→ **Exercise instructions**
Scan the entries for the word "white" and return every line that has it.

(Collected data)
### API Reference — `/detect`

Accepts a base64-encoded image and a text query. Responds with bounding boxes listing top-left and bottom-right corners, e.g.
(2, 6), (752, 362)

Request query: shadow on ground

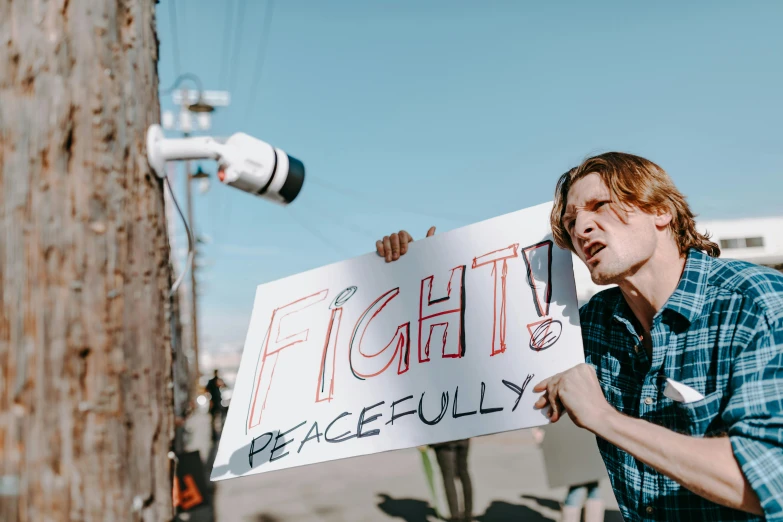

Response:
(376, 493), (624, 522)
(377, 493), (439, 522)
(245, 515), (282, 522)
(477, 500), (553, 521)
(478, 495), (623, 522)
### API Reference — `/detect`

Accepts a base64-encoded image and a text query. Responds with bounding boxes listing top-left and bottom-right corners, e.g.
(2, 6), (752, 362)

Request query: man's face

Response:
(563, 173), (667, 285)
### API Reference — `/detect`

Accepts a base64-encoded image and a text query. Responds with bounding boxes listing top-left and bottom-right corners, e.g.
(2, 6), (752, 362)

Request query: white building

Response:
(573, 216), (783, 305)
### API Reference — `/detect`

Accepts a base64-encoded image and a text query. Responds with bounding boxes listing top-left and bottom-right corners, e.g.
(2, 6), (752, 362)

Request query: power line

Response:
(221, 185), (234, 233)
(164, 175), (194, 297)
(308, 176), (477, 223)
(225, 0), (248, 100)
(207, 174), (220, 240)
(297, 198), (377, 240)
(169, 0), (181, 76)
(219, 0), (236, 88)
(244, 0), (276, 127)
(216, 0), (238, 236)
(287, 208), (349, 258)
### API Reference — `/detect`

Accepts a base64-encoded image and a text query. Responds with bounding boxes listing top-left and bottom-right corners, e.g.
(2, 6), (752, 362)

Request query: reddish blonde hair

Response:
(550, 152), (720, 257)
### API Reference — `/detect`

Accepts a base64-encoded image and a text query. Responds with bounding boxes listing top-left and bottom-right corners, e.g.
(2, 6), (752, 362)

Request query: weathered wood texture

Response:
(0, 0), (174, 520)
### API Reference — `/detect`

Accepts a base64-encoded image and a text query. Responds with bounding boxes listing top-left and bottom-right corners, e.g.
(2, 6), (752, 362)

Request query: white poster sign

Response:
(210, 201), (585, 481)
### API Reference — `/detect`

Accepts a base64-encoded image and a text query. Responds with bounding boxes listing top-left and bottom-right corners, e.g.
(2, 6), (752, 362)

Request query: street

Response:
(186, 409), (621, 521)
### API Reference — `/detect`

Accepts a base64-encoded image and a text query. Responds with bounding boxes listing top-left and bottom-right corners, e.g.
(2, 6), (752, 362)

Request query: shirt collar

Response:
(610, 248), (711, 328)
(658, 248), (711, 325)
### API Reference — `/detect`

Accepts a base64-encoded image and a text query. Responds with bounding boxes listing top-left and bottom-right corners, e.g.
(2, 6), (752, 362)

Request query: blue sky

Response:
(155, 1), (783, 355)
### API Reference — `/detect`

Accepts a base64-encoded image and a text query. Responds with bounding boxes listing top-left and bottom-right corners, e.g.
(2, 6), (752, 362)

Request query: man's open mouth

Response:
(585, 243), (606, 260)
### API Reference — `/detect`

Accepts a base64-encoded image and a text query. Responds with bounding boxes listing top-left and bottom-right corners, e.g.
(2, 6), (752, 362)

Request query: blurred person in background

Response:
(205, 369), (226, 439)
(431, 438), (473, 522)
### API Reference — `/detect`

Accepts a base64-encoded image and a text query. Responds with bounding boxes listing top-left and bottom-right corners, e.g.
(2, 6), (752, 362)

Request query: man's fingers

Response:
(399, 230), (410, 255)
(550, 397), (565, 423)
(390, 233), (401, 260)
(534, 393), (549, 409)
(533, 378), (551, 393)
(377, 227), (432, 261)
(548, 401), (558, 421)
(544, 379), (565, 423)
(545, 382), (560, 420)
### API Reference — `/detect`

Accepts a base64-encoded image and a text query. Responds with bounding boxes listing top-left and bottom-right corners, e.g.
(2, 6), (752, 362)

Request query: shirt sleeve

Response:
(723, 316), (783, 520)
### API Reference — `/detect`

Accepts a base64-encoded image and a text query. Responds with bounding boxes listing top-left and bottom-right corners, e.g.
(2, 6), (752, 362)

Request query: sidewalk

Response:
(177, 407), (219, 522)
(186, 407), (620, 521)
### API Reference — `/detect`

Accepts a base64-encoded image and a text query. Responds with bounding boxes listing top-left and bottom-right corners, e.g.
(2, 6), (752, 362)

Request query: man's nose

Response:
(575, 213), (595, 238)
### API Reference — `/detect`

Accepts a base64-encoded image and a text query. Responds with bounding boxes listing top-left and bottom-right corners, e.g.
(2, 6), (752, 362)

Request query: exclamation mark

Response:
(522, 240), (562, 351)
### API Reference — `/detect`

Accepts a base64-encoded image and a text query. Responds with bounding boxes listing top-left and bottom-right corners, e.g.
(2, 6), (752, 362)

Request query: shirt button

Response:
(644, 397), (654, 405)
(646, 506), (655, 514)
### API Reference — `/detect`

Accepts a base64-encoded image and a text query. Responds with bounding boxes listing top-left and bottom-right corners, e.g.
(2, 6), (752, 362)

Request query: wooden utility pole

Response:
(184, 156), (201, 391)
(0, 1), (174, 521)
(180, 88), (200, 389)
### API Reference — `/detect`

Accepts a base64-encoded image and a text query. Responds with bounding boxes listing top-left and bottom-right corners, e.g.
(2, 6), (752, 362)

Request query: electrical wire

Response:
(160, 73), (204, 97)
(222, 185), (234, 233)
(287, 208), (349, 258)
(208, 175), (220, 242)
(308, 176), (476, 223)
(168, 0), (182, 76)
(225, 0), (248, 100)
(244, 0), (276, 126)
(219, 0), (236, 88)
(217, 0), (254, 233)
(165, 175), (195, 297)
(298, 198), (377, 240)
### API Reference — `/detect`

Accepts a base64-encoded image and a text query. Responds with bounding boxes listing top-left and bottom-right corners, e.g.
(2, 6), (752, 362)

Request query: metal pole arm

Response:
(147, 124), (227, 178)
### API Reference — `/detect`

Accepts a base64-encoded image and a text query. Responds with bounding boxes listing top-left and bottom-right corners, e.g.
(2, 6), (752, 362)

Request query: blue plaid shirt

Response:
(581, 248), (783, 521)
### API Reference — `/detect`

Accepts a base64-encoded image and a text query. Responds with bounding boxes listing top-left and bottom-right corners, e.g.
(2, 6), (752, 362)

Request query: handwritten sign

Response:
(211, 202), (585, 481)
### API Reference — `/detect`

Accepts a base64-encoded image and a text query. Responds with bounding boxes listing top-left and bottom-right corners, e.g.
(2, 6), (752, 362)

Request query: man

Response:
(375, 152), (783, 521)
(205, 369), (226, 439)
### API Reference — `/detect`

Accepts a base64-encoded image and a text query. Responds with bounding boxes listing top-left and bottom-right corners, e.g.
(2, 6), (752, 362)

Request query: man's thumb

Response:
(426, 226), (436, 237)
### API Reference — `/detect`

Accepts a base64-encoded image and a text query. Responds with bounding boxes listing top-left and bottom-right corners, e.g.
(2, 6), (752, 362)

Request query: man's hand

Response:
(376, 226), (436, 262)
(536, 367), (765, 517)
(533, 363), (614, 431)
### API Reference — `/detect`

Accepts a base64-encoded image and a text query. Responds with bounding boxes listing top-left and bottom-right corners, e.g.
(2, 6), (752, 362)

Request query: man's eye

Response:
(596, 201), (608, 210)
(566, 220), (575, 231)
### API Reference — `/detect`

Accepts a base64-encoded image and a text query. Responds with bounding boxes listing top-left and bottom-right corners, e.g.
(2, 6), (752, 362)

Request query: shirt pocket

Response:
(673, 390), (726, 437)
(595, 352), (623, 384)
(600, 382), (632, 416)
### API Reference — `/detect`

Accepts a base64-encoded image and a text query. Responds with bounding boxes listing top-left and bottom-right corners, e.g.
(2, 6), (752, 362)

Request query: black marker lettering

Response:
--
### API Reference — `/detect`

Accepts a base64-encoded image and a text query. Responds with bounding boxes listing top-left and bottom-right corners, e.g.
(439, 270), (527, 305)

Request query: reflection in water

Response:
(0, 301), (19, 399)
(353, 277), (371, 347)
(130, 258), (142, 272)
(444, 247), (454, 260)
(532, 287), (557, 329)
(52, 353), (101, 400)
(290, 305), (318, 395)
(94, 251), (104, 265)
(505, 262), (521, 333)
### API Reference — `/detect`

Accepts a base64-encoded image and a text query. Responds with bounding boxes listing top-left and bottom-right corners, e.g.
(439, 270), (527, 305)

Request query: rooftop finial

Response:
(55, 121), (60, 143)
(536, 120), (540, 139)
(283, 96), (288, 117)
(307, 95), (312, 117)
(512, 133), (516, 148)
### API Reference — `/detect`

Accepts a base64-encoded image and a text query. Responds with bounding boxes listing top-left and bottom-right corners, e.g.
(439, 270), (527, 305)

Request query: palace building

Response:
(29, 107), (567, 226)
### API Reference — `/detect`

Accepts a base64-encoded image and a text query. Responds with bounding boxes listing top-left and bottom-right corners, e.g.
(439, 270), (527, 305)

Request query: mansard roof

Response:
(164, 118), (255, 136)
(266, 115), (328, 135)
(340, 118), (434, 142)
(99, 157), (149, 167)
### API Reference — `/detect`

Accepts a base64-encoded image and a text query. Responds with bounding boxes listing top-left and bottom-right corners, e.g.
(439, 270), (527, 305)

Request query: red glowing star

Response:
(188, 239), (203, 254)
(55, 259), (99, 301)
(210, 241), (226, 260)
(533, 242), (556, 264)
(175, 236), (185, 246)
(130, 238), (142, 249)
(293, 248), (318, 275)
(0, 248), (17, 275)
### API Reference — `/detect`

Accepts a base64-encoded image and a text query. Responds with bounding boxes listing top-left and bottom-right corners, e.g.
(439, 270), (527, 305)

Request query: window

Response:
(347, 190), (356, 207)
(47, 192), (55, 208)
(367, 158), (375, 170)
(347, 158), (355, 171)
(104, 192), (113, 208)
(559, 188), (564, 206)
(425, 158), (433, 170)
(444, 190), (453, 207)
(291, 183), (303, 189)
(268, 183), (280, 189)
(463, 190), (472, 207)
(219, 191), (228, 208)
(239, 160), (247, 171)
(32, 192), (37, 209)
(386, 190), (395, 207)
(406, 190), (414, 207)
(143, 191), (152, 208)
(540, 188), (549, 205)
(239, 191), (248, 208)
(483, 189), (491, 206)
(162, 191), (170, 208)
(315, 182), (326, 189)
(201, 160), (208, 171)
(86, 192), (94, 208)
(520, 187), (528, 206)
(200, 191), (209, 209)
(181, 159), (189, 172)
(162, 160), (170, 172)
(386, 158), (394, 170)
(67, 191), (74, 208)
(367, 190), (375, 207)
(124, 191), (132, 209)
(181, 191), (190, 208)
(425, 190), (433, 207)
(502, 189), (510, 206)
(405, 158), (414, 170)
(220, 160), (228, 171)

→ **Task response**
Request query: white building
Request query: white poster sign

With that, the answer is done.